EXCERPT TO READ:

Zehra Karakilic
Welcome to Longitude Sound Bytes, where we bring innovative insights from around the world directly to you.

Hi, I am Zehra, a graduate in Cognitive Neuroscience at Radboud University in the Netherlands. I will be your host today.

In our new series, we are presenting highlights from short conversations with professionals about what constitutes as beautiful in their line of work. The examples and experiences they share are not only inspiring, but also informative about the interesting projects they work on. So, join us in exploring reflections on beauty – spanning from science and engineering to other fields.

In this episode, our guest is Brandon Dugan, a professor of geosciences at the Colorado Mines University in Denver.  

We heard Dr. Dugan speak on our podcast episode 127 a few months ago when he shared information about his research about freshwater resources discovered under the Atlantic seabed. He returns to share his thoughts on what constitutes as beautiful in his line of work.

As a geoscientist who explores unconventional approaches to solving problems, we start our episode with one the experiences he shares around a peculiar problem that the drilling companies were facing in shallow water.  Let’s get started.

Brandon Dugan
I definitely have used the word beautiful to describe some of the things that I talk about because I study natural systems. I guess there’s just sort of an inherent beauty in nature, but I also love math. And there’s sort of a beauty in equations and trying to explain how things work. And that’s really the linkage for me is sort of this natural beauty and this elegance of being able to explain it with simple mathematics. Those linkages to me, are really amazing and insightful of like trying to understand how something works.

In the mid 1990s, there were some drilling issues where drilling companies were having. They were losing instrumentation very shallow in the seafloor, like 1000 feet of water, and then down 200 feet below the seafloor, they were losing instrument they were seeing quicksand like conditions, and they didn’t know what was happening.

Many major oil companies and drilling companies were plagued by this problem, because it was costing them money and resources and trying to figure out how to access deeper targets that they wanted to. So, they had empirical observations of the problem and the impact that this had on safety and our ability to get resources. And I, with some colleagues of mine, were able to do two things that sort of, in my mind, were beautiful extensions of the project. We were able to extend a physics-based understandings. We were able to write equations to understand why this system behaved the way that it did.

INFORMATION GIVEN:
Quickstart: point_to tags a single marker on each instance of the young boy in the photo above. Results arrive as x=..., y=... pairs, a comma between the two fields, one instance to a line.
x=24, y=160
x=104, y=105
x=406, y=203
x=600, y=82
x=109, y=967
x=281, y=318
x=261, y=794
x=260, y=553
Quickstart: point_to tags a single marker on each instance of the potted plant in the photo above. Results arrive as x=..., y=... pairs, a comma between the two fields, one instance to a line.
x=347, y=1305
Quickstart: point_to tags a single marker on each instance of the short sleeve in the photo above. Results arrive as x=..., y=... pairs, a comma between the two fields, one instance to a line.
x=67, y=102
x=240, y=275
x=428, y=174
...
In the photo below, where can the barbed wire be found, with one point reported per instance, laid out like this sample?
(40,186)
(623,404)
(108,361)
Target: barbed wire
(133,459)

OBJECTIVE:
Answer these questions from the podcast transcript:
1. In what field and at which university did the host graduate?
2. On which numbered episode did Brandon Dugan speak before?
3. How far below the seafloor were drilling companies losing instruments in the mid 1990s?
None of the entries are needed here.

ANSWER TO THE EXERCISE:
1. Cognitive Neuroscience, at Radboud University in the Netherlands.
2. Episode 127.
3. About 200 feet below the seafloor, in water roughly 1000 feet deep.